**TEXTO DA PÁGINA:**
----

EUA — Na madrugada desta quarta-feira (1º), os Estados Unidos mergulharam em mais um episódio de paralisação governamental — o chamado shutdown — após o Congresso fracassar em selar um acordo para manter o financiamento da máquina pública. Pela 15ª vez desde 1981, o país vê seus serviços federais não essenciais congelados, em meio a um embate ideológico que coloca saúde pública e estratégia eleitoral no centro do furacão político.
O estopim? Um impasse entre democratas e republicanos sobre a renovação de programas de assistência médica voltados a milhões de cidadãos de baixa renda. Os democratas insistem que qualquer medida orçamentária temporária deve incluir a prorrogação desses benefícios, sob risco de deixar 24 milhões de americanos — muitos deles em estados governados por republicanos, como Flórida e Texas — expostos a custos insustentáveis com planos de saúde.
A resposta da Casa Branca foi imediata: em comunicado nas redes sociais, acusou os democratas de sabotar o funcionamento do Estado e cunhou a expressão “shutdown democrata”. Do outro lado, os republicanos, com apoio declarado de Donald Trump, rejeitam vincular saúde e orçamento, alegando que a oposição está usando o financiamento federal como alavanca para impor sua agenda antes das eleições legislativas de 2026.
Trump, longe de apaziguar os ânimos, escalou a retórica. Em declarações recentes, ameaçou demitir servidores públicos e desmontar políticas associadas aos democratas. “Vamos demitir muita gente. E eles serão democratas”, disse, em tom provocativo.
As tentativas de mediação parecem ter esgotado seu fôlego. Uma reunião de emergência na Casa Branca na segunda-feira (29) terminou em impasse. Na terça à noite, o Senado tentou aprovar uma proposta de última hora, mas ela caiu por cinco votos — 55 a favor, contra os 60 necessários para avançar.

----

[Registros de dados]
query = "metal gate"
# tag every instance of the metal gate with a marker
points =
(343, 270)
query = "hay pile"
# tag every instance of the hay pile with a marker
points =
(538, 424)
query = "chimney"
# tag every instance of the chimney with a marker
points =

----

**CONJUNTO DE TAREFAS:**
(1) Duplique o trecho da notícia sobre o shutdown nos Estados Unidos que começa em "A resposta da" e termina em "legislativas de 2026.".
(2) Retome a notícia sobre o shutdown nos Estados Unidos a partir do ponto em que ela para.

**RESPOSTAS NUMERADAS:**
(1)
A resposta da Casa Branca foi imediata: em comunicado nas redes sociais, acusou os democratas de sabotar o funcionamento do Estado e cunhou a expressão “shutdown democrata”. Do outro lado, os republicanos, com apoio declarado de Donald Trump, rejeitam vincular saúde e orçamento, alegando que a oposição está usando o financiamento federal como alavanca para impor sua agenda antes das eleições legislativas de 2026.

(2)
Com o orçamento suspenso, o governo entra em modo de operação mínima. Apenas funções consideradas críticas permanecem ativas: segurança nacional, controle de fronteiras, tráfego aéreo e defesa. Milhares de funcionários públicos serão afastados sem remuneração imediata — embora historicamente recebam os salários atrasados após o fim da crise.
Consequências práticas para cidadãos e economia
- Transporte aéreo: A FAA (Administração Federal de Aviação) colocará 11 mil servidores em casa. Enquanto isso, 13 mil controladores de voo seguirão operando sem salário, num setor já fragilizado por déficit de quase 4 mil profissionais. Companhias aéreas já preveem atrasos generalizados.
- Turismo e cultura: Monumentos nacionais como a Estátua da Liberdade e o National Mall fecharão as portas. Parques federais, museus e zoológicos administrados pelo governo também suspenderão atividades.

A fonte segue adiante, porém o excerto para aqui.